Find each line in the entries below that contains the word "lettering", and copy those lines out in full.
>>
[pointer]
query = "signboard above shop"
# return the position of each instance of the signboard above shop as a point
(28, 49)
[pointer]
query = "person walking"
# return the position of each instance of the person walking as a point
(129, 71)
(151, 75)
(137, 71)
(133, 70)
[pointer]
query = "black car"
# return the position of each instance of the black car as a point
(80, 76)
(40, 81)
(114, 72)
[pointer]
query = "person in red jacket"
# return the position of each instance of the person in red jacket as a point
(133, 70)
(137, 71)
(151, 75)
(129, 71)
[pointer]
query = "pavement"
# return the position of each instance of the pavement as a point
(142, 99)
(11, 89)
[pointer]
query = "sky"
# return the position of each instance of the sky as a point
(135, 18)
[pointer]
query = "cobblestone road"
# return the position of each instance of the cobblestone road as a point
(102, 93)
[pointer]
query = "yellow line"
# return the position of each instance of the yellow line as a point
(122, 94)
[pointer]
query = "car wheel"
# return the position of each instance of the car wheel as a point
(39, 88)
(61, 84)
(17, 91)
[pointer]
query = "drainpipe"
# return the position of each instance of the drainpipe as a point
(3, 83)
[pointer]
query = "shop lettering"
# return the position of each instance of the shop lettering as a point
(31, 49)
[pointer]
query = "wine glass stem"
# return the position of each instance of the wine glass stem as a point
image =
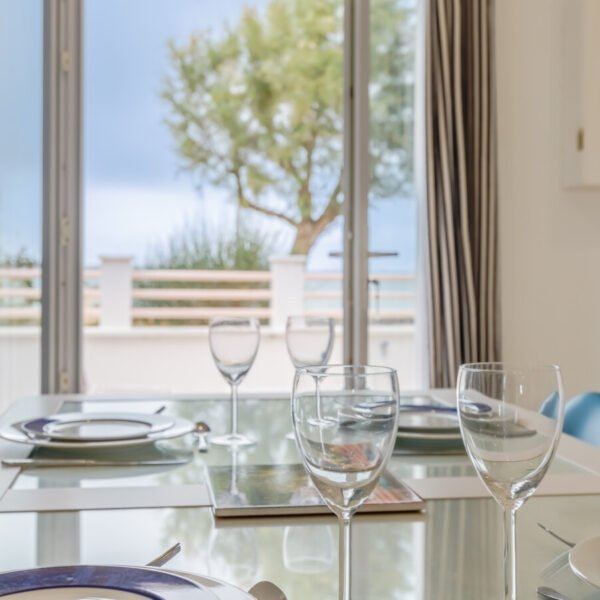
<<
■ WORKED SOLUTION ■
query = "shop lettering"
# return the position of each instance of the shop lettering as a point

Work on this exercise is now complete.